The term Thali ka baingan is not unfamiliar for those familiar with Urdu language; the term refers to those who are indecisive and waver from one side to another, while in humour, anything that is devoid of any quality is called bai-gun.
But baingan is not bai-gun (devoid of any quality). Baingan, brinjal, aubergine or eggplant, call it whatever you may, is a diverse vegetable and can be cooked in a variety of ways and is always tastes great to the palate. Brinjal is widely used in Indian cuisine, like sambhar, dalma, chutney and achaar. Roast, skin, mash and mix with onions, tomatoes and spices and then slow cook to make the famous baingan ka bhurta.
In Iranian cuisine, brinjal dips or appetisers are made by blending brinjal with whey to make kashk-i-bademjan, or with tomatoes for mirza ghasemi; or made into stew as khoresh-i-bademjan. Perhaps the best-known Turkish eggplant dishes are imam bayld (stuffed with onion, garlic and tomatoes, simmered in olive oil, and served at room temperature) and karnyark (with minced meat). It may also be roasted in its skin until charred, so the pulp can be removed and blended with lemon, tahini and garlic, as in the Arabian baba ghanoush.

[Provided material]
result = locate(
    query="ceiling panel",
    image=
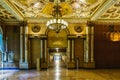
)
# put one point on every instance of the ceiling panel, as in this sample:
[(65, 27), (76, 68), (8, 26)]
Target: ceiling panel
[(4, 14), (113, 12)]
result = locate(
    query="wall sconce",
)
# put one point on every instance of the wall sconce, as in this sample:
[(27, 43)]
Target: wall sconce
[(112, 34)]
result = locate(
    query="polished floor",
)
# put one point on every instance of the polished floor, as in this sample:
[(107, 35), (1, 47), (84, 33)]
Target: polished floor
[(57, 72)]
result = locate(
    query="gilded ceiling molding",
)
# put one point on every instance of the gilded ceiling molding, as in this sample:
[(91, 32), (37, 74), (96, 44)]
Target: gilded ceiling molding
[(12, 9), (44, 20), (106, 22), (102, 8)]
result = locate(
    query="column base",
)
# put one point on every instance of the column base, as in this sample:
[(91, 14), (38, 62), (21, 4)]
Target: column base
[(23, 65), (89, 65), (71, 65), (44, 65)]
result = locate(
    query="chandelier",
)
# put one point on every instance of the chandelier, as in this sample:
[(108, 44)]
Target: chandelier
[(112, 34), (57, 23)]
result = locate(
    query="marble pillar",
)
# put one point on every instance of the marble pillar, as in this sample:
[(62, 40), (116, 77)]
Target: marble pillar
[(89, 47), (24, 64), (71, 63), (21, 44)]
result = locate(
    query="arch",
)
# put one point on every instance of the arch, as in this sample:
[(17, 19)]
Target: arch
[(57, 40), (67, 31)]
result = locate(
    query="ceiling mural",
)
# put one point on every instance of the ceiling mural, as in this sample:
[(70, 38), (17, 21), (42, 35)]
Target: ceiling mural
[(113, 12), (72, 8), (4, 14), (82, 9)]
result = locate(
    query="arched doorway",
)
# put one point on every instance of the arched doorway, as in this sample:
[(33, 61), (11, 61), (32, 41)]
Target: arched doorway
[(57, 45)]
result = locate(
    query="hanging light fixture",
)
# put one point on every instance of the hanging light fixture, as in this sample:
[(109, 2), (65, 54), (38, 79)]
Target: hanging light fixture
[(112, 34), (56, 23)]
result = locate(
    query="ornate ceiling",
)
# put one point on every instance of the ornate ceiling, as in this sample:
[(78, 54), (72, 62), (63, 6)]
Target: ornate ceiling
[(19, 10)]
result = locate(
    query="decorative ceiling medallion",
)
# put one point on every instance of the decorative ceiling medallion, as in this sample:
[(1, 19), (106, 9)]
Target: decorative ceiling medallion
[(36, 28), (78, 29)]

[Assignment] Write the next part of the passage about brinjal and its dishes, picking up after its last sentence.

[Result of the task]
And how can we forget the king of all, the Hyderabadi bagharay baingan, a speciality of Hyderabad Deccan in India. Bagharay baingan is almost synonymous with Hyderabadi cuisine: think of Hyderabadi cuisine and you recall bagharay baingan; think of baingan and you think of Hyderabadi cuisine. According to Hyderabadi tradition it is impregnated with oriental condiments, spices and digestants that give it its unique taste.
Not only are they delicious, nutritious and versatile, aubergines can even help you quit smoking
While brinjal is generally considered a vegetable, it is actually a fruit; the brinjal plant grows just like tomatoes as vines, but for its utility in the kitchen or rather, for cooking purposes, it is considered a vegetable.
The raw fruit can have a somewhat bitter taste, but becomes tender when cooked and develops a rich, complex flavour. Many recipes advise salting, rinsing and draining of the sliced fruit, to soften it and to reduce the amount of fat absorbed during cooking, but mainly to remove the bitterness. The fruit is capable of absorbing large amounts of cooking fats and sauces, making for very rich dishes, but salting reduces the amount of oil absorbed.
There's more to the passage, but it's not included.